**** Material to process
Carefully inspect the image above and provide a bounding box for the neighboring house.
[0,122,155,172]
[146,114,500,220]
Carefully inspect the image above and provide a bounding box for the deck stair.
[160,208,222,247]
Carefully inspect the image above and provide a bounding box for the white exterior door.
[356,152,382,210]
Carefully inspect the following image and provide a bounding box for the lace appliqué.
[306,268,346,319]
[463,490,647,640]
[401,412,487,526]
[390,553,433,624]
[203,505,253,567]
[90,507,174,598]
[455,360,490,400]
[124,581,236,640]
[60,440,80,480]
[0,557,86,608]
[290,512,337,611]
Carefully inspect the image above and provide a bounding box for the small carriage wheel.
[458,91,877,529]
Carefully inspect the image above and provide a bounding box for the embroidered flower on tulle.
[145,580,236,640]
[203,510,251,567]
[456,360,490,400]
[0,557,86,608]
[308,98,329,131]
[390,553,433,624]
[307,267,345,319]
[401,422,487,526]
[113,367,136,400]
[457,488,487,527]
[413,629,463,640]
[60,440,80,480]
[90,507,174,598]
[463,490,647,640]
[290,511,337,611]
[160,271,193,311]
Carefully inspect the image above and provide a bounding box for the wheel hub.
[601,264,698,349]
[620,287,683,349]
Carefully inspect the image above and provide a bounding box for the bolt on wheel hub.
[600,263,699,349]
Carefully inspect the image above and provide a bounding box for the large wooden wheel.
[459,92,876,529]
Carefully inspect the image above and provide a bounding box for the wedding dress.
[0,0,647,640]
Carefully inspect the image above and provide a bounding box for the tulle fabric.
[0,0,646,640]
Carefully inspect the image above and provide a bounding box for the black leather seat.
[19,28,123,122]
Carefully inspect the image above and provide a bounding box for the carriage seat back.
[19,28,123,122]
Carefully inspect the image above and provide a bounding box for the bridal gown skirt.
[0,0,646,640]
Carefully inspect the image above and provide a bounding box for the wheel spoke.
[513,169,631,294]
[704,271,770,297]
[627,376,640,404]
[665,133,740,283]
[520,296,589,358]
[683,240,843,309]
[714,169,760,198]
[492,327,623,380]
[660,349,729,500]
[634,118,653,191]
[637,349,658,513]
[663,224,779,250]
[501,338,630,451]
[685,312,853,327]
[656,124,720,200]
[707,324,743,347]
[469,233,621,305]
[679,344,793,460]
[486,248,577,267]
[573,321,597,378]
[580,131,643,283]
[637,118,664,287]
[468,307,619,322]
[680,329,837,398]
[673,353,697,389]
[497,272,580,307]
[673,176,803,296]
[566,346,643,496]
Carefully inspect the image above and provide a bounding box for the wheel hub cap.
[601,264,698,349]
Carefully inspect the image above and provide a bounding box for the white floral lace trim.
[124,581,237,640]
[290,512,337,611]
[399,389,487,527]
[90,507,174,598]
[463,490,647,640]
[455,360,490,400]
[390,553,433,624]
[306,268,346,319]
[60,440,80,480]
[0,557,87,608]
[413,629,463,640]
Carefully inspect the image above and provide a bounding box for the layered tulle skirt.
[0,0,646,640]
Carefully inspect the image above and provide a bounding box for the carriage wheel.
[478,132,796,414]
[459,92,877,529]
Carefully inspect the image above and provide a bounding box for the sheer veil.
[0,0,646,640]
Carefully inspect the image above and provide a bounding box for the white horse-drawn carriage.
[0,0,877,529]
********
■ **Challenge**
Reproduce all of the data above verbatim, line by line, without changing anything.

■ **Full solution**
Carefully inspect the image above and provide a bounding box for the neighboring house.
[0,122,155,172]
[146,114,500,220]
Carefully inspect the image above and provide a bounding box for the deck stair.
[160,208,222,247]
Carefully inspect the image above and provide a bounding box for the white exterior door.
[356,152,382,210]
Carefully inspect the following image and provide a bounding box for the lace appliqué.
[306,268,346,319]
[463,490,647,640]
[401,412,487,526]
[390,553,433,624]
[203,505,253,567]
[90,507,174,598]
[455,360,490,400]
[124,581,236,640]
[60,440,80,480]
[0,557,86,608]
[290,512,337,611]
Carefully inspect the image above and provide a bounding box for the small carriage wheel.
[458,91,877,529]
Carefully inspect the image above and provide a bounding box for the embroidered flower on tulle.
[145,580,236,640]
[203,510,251,567]
[456,360,490,400]
[0,557,86,608]
[308,98,329,131]
[390,553,433,624]
[307,267,345,319]
[401,422,487,526]
[113,367,136,400]
[457,488,487,527]
[413,629,463,640]
[60,440,80,480]
[90,507,174,598]
[463,490,647,640]
[290,511,337,611]
[160,271,193,311]
Carefully inspect the image above and provide a bounding box for the wheel hub.
[601,264,698,349]
[620,287,683,349]
Carefully inspect the image above and provide a bounding box for the bolt on wheel hub.
[600,263,699,349]
Carefully inspect the image above and provide a bounding box for the large wooden wheel.
[459,92,876,529]
Carefully inspect the image above and provide a bounding box for the wedding dress.
[0,0,647,640]
Carefully inspect the image above and provide a bounding box for the tulle fabric.
[0,0,646,640]
Carefully inspect the image above and provide a bounding box for the black leather seat.
[19,28,123,122]
Carefully inspect the image above and provide a bounding box for the carriage seat back.
[19,28,123,122]
Carefully inspect the image above and provide a bounding box for the bridal gown skirt.
[0,0,646,640]
Carefully inspect the image above and provide a bounding box for the wheel spoke.
[513,169,631,294]
[704,271,770,297]
[627,376,640,404]
[665,133,740,283]
[520,296,589,358]
[683,240,843,309]
[714,169,760,198]
[492,327,623,380]
[660,349,729,500]
[634,118,653,191]
[637,349,658,513]
[663,224,779,250]
[501,338,630,451]
[685,312,853,327]
[656,124,720,200]
[707,324,743,347]
[469,233,621,305]
[679,344,793,460]
[486,248,577,267]
[573,321,597,378]
[580,131,643,283]
[637,118,664,287]
[468,307,619,322]
[680,329,837,398]
[673,353,697,389]
[497,272,580,307]
[673,176,803,296]
[566,346,643,496]
Carefully inspect the image above and provide a bounding box for the wheel hub cap.
[601,264,698,349]
Carefully inspect the image above and provide a bounding box for the white floral lace trim.
[124,581,237,640]
[290,512,337,611]
[399,389,487,527]
[90,507,174,598]
[463,490,647,640]
[455,360,490,400]
[390,553,433,624]
[306,268,346,319]
[60,440,80,480]
[0,557,87,608]
[413,629,463,640]
Carefully inspect the image above and provide a bounding box for the layered tulle skirt.
[0,0,646,640]
Carefully inspect the image above and provide a bounding box for the carriage wheel.
[478,132,796,414]
[459,92,877,529]
Carefully inspect the image above and provide a bounding box for the sheer veil.
[0,0,646,640]
Carefully inspect the image above and provide a bounding box for the white horse-drawn carriage.
[0,0,877,529]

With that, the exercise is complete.